> [THE DATA]
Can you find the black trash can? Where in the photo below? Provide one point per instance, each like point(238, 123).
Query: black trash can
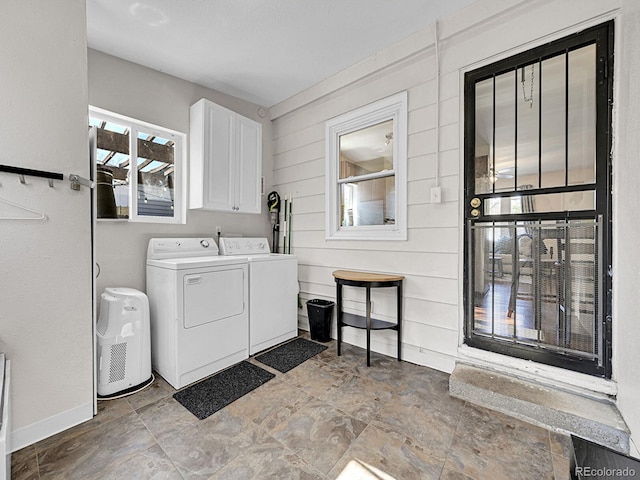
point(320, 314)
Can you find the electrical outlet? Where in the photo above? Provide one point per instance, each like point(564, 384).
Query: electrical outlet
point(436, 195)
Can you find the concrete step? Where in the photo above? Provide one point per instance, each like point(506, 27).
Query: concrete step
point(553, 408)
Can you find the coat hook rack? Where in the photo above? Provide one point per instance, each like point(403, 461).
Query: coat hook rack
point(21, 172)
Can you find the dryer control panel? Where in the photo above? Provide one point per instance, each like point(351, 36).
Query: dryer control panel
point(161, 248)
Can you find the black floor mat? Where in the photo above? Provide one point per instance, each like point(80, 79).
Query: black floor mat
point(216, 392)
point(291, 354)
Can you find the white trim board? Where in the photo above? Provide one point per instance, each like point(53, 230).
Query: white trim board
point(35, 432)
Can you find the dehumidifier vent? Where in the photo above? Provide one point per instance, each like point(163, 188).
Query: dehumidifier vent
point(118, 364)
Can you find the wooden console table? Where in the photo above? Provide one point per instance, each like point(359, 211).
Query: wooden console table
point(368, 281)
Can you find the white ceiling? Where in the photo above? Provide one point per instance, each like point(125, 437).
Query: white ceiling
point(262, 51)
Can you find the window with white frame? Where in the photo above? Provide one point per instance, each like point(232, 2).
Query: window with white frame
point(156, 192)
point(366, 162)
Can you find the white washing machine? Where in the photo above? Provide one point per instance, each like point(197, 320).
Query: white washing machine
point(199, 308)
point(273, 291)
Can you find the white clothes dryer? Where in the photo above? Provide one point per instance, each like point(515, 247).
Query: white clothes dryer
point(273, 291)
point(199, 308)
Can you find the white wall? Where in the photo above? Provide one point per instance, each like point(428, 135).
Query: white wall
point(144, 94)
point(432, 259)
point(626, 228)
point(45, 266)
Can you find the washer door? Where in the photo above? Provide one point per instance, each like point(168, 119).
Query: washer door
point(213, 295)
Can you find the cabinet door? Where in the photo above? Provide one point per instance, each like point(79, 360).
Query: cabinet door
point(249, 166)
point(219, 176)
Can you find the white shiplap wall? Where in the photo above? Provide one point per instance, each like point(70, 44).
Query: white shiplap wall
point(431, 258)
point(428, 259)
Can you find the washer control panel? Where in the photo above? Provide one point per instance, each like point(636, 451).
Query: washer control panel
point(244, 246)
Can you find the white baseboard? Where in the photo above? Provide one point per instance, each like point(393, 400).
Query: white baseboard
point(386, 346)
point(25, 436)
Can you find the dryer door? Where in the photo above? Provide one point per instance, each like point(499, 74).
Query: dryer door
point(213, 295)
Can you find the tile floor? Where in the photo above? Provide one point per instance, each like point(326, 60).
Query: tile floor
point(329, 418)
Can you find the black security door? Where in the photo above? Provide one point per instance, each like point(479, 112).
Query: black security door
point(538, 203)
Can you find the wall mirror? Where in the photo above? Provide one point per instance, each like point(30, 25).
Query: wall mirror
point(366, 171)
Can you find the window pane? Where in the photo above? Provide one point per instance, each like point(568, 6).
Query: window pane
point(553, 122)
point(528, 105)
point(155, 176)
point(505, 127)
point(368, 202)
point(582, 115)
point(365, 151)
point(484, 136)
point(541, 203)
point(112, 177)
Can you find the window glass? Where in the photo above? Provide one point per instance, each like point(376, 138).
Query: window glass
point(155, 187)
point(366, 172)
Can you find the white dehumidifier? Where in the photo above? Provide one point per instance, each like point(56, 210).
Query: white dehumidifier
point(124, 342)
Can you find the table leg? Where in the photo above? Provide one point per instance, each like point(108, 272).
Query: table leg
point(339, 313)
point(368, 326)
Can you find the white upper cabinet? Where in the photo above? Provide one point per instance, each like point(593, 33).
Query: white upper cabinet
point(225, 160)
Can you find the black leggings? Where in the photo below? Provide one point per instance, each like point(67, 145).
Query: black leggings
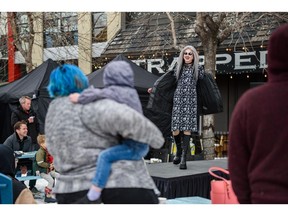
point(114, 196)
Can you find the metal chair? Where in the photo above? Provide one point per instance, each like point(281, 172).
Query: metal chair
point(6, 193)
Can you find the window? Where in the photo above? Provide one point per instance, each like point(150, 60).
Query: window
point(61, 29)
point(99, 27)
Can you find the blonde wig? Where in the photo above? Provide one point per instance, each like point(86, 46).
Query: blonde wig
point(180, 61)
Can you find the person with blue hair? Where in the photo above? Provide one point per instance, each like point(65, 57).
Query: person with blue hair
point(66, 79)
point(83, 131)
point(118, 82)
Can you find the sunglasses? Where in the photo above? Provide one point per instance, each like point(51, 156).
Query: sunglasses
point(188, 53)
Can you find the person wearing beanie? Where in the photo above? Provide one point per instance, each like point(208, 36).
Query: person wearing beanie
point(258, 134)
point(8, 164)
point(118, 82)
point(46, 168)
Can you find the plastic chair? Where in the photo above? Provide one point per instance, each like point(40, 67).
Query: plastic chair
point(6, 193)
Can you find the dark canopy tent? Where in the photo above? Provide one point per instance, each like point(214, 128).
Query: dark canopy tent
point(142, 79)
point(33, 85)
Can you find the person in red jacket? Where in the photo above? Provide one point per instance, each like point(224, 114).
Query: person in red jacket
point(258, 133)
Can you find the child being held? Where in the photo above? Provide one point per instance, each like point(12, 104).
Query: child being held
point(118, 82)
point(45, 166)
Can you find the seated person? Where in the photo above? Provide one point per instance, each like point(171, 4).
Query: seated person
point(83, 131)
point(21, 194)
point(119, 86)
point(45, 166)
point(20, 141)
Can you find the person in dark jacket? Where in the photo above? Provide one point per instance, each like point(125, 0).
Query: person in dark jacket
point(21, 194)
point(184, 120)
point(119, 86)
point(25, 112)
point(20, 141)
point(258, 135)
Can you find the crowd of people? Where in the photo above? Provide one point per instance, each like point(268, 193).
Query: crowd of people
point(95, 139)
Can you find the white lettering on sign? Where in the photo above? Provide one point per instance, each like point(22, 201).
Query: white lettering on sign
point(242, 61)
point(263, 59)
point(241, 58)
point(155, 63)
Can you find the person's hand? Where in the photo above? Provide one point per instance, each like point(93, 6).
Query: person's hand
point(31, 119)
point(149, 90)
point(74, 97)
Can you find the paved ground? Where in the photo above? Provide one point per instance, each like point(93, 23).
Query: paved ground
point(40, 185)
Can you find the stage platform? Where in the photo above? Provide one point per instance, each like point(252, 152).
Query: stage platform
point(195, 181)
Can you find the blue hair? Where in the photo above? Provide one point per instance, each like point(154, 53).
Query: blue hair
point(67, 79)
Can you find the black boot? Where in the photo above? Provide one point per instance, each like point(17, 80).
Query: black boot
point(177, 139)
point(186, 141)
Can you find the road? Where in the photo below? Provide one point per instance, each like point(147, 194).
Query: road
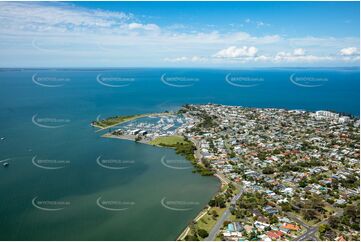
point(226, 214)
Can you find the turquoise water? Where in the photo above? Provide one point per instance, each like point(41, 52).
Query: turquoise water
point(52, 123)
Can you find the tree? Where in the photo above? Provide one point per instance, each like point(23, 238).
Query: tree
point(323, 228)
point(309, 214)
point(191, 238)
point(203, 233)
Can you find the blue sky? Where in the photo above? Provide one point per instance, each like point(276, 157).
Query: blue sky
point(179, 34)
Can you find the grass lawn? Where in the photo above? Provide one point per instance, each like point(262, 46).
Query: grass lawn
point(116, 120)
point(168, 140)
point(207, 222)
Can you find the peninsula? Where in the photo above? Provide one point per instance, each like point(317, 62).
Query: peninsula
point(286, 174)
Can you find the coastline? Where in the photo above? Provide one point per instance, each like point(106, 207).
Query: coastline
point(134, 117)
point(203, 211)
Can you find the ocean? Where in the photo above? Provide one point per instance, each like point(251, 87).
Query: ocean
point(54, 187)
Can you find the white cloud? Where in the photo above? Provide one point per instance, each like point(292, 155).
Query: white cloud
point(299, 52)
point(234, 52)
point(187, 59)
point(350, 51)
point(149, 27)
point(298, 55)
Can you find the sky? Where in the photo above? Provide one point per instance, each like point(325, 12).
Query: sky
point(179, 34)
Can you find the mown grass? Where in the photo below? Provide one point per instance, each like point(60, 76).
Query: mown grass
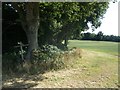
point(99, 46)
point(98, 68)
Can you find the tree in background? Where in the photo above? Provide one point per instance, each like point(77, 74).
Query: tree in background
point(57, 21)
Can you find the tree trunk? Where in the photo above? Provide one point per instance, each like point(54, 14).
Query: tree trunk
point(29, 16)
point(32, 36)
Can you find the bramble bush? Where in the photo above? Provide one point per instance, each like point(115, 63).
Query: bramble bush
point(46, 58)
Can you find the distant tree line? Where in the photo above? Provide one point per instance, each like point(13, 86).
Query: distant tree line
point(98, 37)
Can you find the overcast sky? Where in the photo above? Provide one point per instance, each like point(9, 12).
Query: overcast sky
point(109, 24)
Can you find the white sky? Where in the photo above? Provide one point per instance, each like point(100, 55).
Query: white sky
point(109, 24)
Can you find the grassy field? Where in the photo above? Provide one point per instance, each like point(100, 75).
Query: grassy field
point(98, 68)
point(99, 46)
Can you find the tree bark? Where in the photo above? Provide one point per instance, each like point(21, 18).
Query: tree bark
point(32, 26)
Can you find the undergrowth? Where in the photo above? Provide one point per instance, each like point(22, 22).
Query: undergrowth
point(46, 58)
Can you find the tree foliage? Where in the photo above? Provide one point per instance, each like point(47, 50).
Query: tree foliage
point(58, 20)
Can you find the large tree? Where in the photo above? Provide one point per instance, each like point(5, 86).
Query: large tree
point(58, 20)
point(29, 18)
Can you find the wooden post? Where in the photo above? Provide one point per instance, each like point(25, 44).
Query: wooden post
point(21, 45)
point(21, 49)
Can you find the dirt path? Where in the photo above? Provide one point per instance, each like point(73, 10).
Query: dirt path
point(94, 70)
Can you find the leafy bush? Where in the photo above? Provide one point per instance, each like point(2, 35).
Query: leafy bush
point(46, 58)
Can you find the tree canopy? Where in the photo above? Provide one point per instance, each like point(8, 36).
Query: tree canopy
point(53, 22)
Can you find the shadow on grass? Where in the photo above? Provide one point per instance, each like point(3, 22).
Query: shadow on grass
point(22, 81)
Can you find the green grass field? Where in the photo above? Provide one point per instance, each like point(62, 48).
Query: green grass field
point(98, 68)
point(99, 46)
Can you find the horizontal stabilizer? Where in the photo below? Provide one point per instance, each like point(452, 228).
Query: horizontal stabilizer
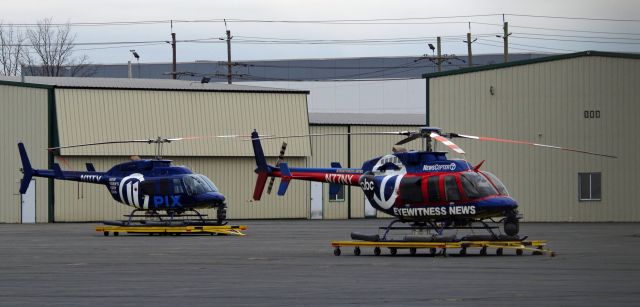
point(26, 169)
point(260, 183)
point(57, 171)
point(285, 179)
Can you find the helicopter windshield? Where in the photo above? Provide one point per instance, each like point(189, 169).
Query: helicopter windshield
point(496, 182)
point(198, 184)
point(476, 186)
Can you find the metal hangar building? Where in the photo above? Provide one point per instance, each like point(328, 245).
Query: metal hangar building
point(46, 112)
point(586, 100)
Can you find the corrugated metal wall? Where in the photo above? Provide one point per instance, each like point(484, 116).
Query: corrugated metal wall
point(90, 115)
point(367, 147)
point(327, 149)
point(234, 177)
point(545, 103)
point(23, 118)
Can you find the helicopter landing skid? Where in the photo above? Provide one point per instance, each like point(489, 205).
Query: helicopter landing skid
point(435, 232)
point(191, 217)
* * *
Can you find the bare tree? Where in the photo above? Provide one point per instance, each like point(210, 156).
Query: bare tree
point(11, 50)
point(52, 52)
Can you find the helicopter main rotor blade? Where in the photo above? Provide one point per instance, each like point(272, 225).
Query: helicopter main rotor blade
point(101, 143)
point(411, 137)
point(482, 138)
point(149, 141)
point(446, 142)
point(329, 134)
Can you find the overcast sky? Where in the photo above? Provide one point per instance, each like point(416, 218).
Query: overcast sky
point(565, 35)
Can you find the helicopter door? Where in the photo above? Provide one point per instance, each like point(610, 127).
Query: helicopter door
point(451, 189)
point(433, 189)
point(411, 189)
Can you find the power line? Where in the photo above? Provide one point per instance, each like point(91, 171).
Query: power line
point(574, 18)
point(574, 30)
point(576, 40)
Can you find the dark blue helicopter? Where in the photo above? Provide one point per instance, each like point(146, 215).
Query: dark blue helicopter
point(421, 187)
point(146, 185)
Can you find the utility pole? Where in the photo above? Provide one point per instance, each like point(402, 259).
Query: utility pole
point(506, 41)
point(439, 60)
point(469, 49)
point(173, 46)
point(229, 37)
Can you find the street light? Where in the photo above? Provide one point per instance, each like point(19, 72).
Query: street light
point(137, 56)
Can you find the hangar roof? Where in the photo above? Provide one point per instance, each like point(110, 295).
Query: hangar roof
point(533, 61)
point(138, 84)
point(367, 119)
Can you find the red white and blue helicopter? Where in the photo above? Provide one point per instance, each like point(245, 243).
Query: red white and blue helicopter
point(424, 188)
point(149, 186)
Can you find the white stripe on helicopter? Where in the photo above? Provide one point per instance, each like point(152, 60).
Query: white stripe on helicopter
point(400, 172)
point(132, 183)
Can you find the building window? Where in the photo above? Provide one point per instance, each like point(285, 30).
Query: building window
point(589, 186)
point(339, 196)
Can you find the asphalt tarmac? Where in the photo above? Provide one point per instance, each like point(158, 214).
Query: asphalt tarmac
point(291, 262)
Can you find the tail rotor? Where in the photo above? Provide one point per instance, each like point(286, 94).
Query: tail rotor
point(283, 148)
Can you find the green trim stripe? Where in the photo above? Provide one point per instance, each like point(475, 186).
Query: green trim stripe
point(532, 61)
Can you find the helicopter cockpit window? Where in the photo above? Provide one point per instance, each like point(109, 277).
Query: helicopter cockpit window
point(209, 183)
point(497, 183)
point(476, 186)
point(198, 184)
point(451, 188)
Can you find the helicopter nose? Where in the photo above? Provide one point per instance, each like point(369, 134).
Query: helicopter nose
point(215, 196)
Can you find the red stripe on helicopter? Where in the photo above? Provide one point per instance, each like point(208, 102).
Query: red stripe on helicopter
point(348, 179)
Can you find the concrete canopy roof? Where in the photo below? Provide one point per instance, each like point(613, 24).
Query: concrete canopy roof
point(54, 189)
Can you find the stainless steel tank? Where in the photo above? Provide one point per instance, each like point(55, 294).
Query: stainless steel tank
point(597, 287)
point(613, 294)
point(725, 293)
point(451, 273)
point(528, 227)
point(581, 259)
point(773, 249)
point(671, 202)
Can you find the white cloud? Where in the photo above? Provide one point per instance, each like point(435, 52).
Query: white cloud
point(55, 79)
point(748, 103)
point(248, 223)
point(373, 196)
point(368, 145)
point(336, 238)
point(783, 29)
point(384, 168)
--
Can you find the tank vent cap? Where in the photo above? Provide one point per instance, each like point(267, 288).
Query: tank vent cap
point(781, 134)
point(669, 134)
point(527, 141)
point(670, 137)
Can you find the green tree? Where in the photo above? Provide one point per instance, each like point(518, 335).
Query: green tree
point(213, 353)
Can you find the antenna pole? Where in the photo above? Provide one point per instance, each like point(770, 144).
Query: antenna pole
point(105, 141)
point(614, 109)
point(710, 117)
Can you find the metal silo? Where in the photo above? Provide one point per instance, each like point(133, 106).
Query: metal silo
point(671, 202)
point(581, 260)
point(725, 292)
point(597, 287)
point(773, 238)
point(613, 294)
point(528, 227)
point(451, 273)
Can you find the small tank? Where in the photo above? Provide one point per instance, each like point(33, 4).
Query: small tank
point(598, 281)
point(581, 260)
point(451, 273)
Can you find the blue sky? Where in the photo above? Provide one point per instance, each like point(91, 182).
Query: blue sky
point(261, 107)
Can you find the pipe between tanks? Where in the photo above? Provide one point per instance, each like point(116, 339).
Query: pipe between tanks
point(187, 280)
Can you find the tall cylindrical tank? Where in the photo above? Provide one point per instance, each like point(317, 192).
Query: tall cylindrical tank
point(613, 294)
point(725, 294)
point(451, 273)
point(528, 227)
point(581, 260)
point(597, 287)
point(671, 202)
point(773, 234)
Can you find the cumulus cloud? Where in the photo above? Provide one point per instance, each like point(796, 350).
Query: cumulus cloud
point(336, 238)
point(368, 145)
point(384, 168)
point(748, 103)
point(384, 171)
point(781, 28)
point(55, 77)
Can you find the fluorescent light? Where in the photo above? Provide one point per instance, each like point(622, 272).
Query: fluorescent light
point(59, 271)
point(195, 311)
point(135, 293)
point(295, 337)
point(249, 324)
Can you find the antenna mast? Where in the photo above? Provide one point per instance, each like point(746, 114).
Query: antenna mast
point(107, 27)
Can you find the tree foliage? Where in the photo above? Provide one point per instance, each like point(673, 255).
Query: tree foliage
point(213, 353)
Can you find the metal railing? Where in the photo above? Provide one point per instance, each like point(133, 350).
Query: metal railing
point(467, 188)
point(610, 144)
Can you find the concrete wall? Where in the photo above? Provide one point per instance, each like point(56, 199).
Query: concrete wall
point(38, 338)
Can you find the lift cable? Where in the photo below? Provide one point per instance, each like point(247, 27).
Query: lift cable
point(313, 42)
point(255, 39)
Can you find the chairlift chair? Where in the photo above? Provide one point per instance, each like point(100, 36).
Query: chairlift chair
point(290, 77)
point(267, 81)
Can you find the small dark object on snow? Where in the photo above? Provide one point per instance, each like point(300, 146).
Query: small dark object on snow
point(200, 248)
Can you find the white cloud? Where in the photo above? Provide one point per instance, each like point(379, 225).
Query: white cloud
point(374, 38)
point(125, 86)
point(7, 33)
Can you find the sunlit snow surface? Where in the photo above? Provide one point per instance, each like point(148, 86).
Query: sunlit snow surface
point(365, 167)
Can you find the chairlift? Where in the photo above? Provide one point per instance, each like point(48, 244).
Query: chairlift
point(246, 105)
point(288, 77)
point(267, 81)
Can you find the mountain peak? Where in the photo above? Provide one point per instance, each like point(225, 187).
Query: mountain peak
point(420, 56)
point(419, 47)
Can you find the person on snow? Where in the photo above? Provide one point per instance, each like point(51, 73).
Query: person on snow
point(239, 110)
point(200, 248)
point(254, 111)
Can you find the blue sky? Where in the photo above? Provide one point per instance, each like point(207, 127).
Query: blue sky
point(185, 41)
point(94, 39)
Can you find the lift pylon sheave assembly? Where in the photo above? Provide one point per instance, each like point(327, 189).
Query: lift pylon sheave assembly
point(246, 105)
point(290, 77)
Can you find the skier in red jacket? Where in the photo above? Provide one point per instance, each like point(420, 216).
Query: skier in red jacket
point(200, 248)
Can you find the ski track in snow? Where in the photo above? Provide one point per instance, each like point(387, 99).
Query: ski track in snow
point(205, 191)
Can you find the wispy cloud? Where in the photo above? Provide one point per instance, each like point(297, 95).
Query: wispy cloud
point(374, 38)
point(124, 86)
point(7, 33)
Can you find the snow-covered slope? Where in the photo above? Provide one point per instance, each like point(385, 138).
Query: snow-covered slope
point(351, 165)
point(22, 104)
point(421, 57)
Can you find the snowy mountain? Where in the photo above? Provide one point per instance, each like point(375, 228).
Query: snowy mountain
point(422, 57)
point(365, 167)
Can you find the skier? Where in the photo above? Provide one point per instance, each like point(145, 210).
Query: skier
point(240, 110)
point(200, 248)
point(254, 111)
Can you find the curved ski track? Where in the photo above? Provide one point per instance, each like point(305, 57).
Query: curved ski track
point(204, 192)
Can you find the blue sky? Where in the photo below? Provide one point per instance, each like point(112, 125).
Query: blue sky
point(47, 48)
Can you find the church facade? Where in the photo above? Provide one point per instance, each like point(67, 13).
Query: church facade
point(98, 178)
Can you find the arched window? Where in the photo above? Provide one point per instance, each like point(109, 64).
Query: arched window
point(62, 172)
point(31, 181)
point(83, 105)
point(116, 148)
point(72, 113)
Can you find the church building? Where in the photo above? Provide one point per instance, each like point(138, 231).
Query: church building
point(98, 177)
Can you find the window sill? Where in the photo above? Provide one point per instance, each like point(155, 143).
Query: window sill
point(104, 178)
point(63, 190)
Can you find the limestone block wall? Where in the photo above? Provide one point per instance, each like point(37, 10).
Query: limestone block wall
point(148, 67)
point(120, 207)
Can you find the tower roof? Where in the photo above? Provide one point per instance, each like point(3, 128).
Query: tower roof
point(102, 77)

> [WRITTEN REQUEST] Convert the items above into a JSON list of strings, starting with the line containing "Can you find the black trash" and going on through the line containing "point(118, 364)". Give one string per line, skip blank lines, and leave out the pictures.

> [FINAL RESULT]
[
  "Can you find the black trash can? Where in the photo below? Provide one point per instance, each like point(238, 123).",
  "Query: black trash can",
  "point(320, 314)",
  "Can you find the electrical outlet? Where in the photo above? Provide one point per instance, each like point(564, 384).",
  "Query: electrical outlet",
  "point(436, 195)",
  "Can you find the concrete step? Where in the photo above? Provide one point per instance, each like point(506, 27).",
  "Query: concrete step",
  "point(553, 408)",
  "Can you find the coat hook rack? Where in the photo above? Provide one point per instance, each like point(403, 461).",
  "Query: coat hook rack",
  "point(21, 172)",
  "Can you find the dryer control panel? Where in the photo above? Provide one point per instance, each like point(351, 36).",
  "Query: dryer control panel",
  "point(161, 248)",
  "Can you find the black floor mat? Where in the photo above? Provide one point per instance, each like point(80, 79).",
  "Query: black floor mat",
  "point(216, 392)",
  "point(291, 354)",
  "Can you find the white trim board? Where in the photo above? Provide one point per instance, each like point(53, 230).",
  "Query: white trim board",
  "point(35, 432)",
  "Can you find the dehumidifier vent? Where in the photo above? Provide one point per instance, each like point(163, 188).",
  "Query: dehumidifier vent",
  "point(118, 364)"
]